BEGIN Supplied entries

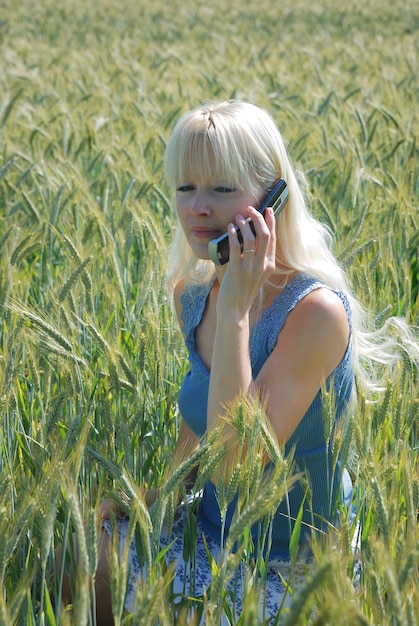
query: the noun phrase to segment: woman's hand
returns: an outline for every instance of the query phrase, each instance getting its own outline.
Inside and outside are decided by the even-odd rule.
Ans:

END Supplied entries
BEGIN Supplied entries

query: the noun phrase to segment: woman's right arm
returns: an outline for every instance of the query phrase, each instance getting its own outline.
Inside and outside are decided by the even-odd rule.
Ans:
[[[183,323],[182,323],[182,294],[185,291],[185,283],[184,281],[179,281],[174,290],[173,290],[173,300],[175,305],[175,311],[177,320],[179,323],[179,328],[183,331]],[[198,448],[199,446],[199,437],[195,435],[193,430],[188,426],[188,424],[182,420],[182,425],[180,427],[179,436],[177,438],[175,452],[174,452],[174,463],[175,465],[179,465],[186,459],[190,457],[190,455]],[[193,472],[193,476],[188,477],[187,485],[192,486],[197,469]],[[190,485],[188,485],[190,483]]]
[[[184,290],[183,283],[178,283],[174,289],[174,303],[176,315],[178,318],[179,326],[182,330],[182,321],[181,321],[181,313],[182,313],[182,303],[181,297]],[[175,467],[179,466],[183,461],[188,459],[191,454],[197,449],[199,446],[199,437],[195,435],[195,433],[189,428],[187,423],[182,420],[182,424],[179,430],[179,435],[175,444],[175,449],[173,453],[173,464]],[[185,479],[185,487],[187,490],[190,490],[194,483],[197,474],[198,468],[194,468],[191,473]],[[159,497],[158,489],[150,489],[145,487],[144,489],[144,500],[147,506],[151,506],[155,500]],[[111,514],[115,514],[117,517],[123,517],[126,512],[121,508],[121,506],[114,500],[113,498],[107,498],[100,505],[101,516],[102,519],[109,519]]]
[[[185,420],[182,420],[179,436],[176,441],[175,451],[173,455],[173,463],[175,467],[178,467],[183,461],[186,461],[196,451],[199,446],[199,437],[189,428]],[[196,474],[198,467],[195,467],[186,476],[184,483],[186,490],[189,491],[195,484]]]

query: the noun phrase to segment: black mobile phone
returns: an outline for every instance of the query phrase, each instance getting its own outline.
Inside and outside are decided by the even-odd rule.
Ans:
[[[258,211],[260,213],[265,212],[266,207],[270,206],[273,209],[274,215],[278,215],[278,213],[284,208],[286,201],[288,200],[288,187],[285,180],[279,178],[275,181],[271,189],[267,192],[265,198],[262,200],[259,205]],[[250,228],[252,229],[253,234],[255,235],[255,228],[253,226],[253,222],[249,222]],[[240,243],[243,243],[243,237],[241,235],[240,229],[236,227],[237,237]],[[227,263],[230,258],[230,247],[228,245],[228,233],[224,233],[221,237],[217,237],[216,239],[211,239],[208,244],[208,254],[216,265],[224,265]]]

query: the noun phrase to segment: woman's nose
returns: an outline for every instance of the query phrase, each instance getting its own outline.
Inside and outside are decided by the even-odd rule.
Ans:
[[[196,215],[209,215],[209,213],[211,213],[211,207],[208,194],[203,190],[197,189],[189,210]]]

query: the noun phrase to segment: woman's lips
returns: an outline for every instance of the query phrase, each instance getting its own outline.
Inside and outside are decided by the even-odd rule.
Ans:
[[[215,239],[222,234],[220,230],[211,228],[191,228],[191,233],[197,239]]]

END Supplied entries

**Your objective**
From the records above, report the number of lines that hold the string "woman" and add nothing.

**Response below**
4